Extract to read:
——

At 78, Lynch was living with emphysema that restricted him to living at home and conserving his oxygen.

“The already-dodgy air quality in LA has been positively apocalyptic since it suffered warring wildfires last week — and Lynch being exposed to it could well have contributed to his death, linking it in a grim way to the climate and energy crises also implicated in the deadly California fires,’ reported Futurism.

David Lynch’s Big Fish

As the wildfires still raged, Donald Trump blamed them in part on efforts to save a fish, the Delta smelt, as shared days ago. To him, the fish was “worthless.”Days later, news of Lynch’s passing on January 15, 2025, arrived, adding further injury to insult. But among the countless people who paid tribute to his astounding life were those who noted his profound way of viewing the world.

One of the stories that appeared was about a fish and Lynch’s creative process, an interesting synchronicity. To him, the creative process required going on a fishing expedition. In his 2006 autobiography and self-help guide, “Catching the Big Fish,” Lynch discussed how his lifetime of practicing Transcendental Meditation helped him catch these fishes. He practiced meditation daily since starting in the early 70s, so over 50 years!

The title, Catching the Big Fish, referred to his awareness that life-changing ideas arrive from somewhere in our deeper subconscious. In a flash, they swim into view and just as quickly disappear again. These deep-consciousness swimmers may be akin to what others call the Muses. It’s mysterious how they guide so many legendary creative people, but they do! Perhaps this is one example of why human art will never be fully replaced by AI.

Image by Corbin Black/The Cosmic Web. Feel free to share.

“Ideas are like fish. If you want to catch little fish, you can stay in the shallow water,” the introduction reads. “But if you want to catch the big fish, you’ve got to go deeper,” Lynch wrote.

Image via Wikipedia, David Lynch, Catching the Big Fish

Writing down ideas as they come was critical for Lynch, who said otherwise, you might wake up the next day, devastated to have lost it forever.

——

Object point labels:
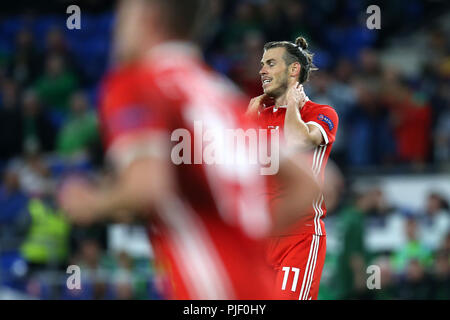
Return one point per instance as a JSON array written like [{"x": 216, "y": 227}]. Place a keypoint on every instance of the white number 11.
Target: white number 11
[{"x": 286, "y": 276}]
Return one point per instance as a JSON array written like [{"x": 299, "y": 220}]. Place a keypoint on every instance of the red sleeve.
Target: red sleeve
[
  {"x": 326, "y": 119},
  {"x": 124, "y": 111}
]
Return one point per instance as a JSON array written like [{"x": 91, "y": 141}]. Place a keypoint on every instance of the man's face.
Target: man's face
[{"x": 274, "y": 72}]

——

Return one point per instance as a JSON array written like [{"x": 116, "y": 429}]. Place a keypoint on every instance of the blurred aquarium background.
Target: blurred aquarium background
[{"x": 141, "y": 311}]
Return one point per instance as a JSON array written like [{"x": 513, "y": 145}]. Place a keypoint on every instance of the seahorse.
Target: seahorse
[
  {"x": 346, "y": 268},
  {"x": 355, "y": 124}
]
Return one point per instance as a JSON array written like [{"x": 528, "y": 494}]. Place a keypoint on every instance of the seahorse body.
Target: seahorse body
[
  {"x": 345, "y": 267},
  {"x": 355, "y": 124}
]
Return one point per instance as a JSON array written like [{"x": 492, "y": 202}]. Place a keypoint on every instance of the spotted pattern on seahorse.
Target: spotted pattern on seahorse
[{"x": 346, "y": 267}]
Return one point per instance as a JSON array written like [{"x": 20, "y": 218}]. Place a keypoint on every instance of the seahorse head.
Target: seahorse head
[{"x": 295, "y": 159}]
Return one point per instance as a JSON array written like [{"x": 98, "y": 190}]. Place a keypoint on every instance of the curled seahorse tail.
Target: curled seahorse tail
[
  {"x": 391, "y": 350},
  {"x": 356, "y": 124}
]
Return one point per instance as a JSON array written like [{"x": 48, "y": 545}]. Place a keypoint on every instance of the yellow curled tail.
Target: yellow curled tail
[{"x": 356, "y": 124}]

——

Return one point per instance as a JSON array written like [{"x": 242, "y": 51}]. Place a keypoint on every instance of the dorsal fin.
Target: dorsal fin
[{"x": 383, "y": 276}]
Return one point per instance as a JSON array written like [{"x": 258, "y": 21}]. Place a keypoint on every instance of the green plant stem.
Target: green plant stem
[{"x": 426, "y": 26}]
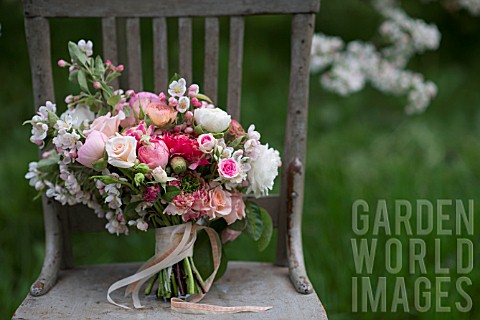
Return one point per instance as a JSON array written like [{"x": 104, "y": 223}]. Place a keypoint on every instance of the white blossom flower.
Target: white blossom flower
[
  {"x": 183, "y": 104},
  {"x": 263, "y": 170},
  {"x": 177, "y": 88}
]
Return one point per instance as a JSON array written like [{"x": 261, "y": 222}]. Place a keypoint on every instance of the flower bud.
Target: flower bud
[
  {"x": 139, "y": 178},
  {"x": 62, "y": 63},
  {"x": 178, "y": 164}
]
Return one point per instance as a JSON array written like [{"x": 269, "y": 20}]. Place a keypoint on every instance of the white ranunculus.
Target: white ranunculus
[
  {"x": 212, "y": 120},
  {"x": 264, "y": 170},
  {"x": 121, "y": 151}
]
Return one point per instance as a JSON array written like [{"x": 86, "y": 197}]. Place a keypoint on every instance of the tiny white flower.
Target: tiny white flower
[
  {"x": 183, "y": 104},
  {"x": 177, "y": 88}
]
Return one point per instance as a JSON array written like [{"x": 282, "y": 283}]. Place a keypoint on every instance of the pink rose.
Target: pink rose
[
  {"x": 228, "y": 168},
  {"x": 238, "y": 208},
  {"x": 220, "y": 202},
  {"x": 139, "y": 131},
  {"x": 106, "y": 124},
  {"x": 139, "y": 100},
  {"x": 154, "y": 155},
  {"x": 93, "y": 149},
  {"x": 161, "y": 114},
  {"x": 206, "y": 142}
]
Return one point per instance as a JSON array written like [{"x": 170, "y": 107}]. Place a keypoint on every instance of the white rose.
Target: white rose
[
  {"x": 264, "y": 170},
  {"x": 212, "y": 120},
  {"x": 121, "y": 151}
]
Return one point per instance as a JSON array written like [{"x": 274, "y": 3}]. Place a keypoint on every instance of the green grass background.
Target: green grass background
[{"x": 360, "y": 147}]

——

Challenges:
1. Answer these questions from the excerpt on David Lynch:
(a) What condition was Lynch living with at 78?
(b) In what year did Lynch publish "Catching the Big Fish"?
(c) According to the introduction, where must one go to catch the big fish?
2. Decide whether each statement agrees with the excerpt on David Lynch, and support each yes or no with the deciding words from it:
(a) Lynch began practicing meditation in the early 1980s.
(b) Donald Trump described the Delta smelt as worthless.
(c) Lynch considered it critical to write down ideas as they come.

Full answers:
1.
(a) Emphysema.
(b) 2006.
(c) Deeper.

2.
(a) No: "He practiced meditation daily since starting in the early 70s"
(b) Yes: "To him, the fish was “worthless.”"
(c) Yes: "Writing down ideas as they come was critical for Lynch"